──────── Source records ────────

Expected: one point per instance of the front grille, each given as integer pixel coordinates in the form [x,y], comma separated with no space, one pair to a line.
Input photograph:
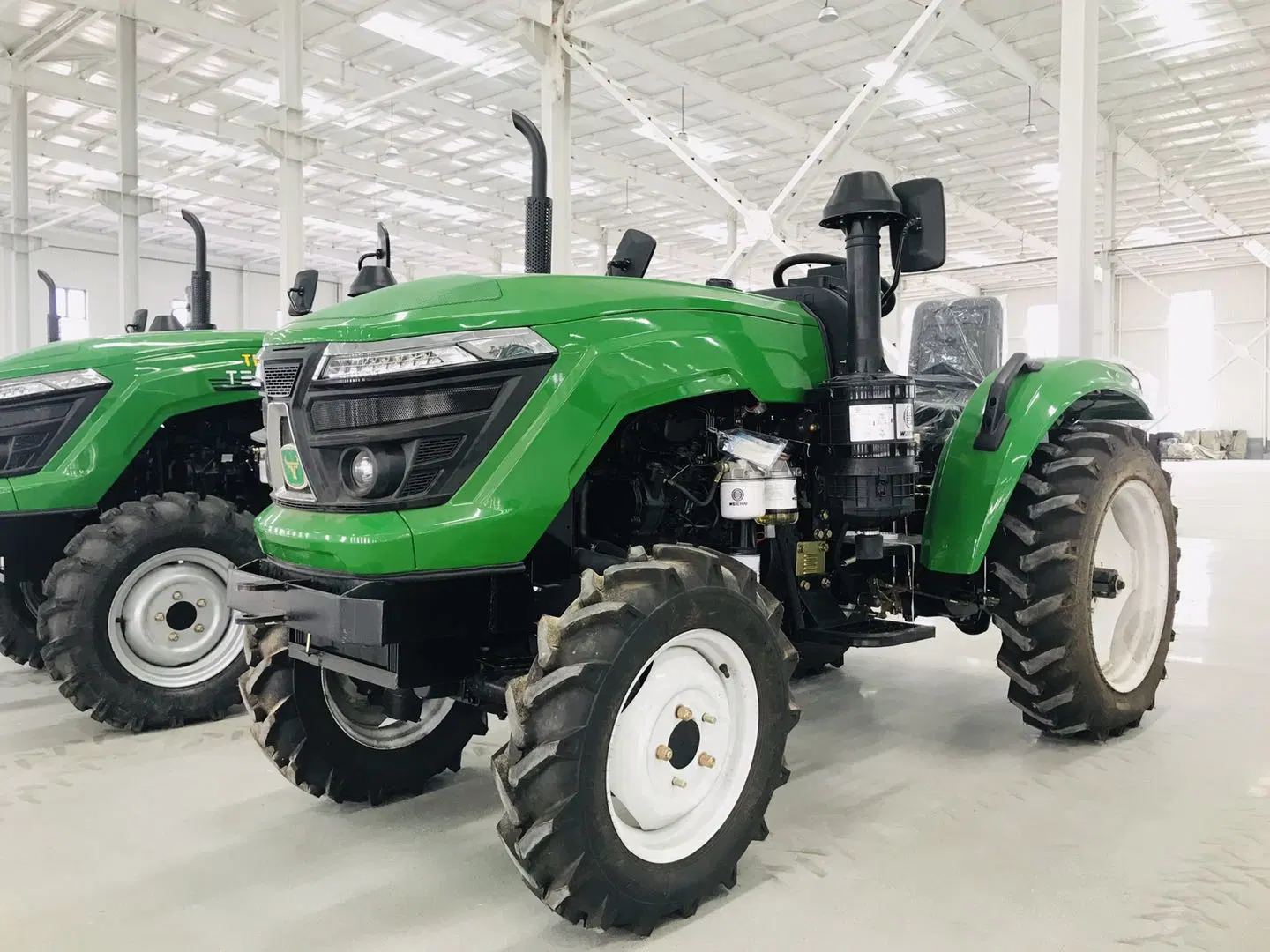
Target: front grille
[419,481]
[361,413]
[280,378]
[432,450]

────────
──────── Source records ────────

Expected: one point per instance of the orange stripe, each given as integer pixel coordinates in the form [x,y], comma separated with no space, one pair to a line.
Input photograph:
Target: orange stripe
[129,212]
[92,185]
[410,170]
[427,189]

────────
──────── Source records ────────

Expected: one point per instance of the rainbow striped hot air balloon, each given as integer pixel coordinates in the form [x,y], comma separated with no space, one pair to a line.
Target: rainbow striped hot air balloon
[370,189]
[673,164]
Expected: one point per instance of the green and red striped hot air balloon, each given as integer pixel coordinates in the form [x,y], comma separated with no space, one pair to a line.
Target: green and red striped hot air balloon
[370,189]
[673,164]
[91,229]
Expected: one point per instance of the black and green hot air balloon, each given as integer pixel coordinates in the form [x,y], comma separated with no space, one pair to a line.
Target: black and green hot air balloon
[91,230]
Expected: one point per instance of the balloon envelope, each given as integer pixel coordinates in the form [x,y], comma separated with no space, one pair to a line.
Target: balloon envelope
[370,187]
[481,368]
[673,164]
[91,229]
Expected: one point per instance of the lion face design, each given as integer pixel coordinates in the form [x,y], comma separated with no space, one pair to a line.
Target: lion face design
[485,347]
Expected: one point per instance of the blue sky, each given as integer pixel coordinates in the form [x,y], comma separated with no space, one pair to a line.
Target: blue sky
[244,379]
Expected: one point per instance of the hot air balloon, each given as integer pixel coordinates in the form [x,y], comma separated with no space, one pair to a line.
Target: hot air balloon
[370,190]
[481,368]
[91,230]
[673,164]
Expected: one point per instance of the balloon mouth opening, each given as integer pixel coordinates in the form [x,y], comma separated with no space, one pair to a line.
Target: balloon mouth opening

────────

▶ [Objective]:
Lay out the data as a Markdown table, starting at the line that contains "Expected: one point per instance of the balloon mouth" and ending at the line that contains "Target: balloon mouth opening", both included. Use a Row column for the row number and a Line column for the line itself, and leave out blank lines.

▶ [Exercise output]:
| Row | Line |
|---|---|
| 1 | Expected: one point per instance of the balloon mouth opening, each given as integer pixel coordinates in the form [x,y], comma separated with no space, one pair to a line. |
| 2 | Target: balloon mouth opening |